(Record set Opens)

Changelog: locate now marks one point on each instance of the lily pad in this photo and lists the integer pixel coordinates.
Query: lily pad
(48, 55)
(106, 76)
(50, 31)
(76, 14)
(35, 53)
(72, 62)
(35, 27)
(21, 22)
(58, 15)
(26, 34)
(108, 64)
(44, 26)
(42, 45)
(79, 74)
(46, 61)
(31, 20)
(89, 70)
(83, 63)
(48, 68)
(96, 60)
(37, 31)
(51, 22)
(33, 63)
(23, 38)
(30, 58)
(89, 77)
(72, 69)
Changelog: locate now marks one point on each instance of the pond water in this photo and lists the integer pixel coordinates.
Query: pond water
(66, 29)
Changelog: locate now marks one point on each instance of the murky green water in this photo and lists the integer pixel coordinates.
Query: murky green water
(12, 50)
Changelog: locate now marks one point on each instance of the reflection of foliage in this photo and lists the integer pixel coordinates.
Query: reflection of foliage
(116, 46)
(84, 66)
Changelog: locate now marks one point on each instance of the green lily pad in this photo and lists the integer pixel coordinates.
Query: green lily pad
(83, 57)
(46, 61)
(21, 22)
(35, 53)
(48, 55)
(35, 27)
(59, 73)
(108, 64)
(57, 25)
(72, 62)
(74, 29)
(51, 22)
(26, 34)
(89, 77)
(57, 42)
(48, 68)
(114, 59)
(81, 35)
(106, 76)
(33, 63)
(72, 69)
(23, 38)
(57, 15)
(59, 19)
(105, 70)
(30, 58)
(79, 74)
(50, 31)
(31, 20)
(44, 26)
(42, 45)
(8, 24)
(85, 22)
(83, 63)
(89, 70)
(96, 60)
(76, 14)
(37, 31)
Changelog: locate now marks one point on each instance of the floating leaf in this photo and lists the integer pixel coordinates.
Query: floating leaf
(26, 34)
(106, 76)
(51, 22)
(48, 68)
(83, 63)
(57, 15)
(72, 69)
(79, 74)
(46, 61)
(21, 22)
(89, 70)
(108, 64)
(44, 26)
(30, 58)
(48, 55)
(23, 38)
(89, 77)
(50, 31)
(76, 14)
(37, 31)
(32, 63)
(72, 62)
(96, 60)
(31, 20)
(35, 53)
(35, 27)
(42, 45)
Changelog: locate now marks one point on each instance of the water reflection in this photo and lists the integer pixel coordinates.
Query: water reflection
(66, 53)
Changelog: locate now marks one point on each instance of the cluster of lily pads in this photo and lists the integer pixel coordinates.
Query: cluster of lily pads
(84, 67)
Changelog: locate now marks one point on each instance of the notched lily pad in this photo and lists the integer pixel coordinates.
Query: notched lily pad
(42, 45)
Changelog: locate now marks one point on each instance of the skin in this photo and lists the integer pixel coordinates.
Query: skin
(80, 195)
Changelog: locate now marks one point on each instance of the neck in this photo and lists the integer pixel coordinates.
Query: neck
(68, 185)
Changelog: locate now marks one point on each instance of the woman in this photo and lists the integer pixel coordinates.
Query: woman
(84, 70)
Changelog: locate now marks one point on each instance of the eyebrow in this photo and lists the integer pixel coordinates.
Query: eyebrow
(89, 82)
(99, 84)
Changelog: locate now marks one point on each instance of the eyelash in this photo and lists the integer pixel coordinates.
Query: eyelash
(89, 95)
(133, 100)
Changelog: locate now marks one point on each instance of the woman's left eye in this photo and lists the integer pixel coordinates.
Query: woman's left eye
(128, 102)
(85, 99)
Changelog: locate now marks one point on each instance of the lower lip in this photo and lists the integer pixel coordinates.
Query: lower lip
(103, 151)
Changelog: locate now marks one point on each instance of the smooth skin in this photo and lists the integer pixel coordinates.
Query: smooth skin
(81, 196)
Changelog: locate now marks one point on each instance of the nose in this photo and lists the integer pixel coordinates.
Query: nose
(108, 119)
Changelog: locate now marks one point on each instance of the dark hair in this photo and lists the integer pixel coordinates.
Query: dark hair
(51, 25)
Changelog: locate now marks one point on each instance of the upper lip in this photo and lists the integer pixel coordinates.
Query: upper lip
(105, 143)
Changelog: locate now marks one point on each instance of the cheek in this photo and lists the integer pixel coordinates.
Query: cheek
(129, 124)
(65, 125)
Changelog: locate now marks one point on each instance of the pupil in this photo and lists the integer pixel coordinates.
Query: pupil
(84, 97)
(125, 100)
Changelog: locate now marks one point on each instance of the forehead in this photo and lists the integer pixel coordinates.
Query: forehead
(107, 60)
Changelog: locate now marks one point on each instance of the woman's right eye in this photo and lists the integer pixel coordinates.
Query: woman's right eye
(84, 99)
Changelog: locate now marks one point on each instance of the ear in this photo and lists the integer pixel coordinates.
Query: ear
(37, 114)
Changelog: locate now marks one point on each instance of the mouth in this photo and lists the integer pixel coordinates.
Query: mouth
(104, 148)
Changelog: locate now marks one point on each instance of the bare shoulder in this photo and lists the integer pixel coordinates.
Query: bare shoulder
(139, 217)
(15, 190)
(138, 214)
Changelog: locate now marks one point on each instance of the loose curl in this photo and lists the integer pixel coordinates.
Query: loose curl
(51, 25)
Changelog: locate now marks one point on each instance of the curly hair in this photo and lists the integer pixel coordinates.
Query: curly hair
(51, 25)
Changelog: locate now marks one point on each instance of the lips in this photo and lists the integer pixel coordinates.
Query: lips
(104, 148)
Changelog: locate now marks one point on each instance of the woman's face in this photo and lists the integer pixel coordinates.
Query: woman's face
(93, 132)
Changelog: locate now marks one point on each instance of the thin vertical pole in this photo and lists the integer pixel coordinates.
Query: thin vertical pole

(Record set Closes)

Required work:
If a line in the entries contains the word "thin", copy that line out.

Solution to this problem:
Changelog: locate now marks one point on each instance of the thin vertical pole in this photo and lists the integer pixel coordinates.
Query: thin vertical pole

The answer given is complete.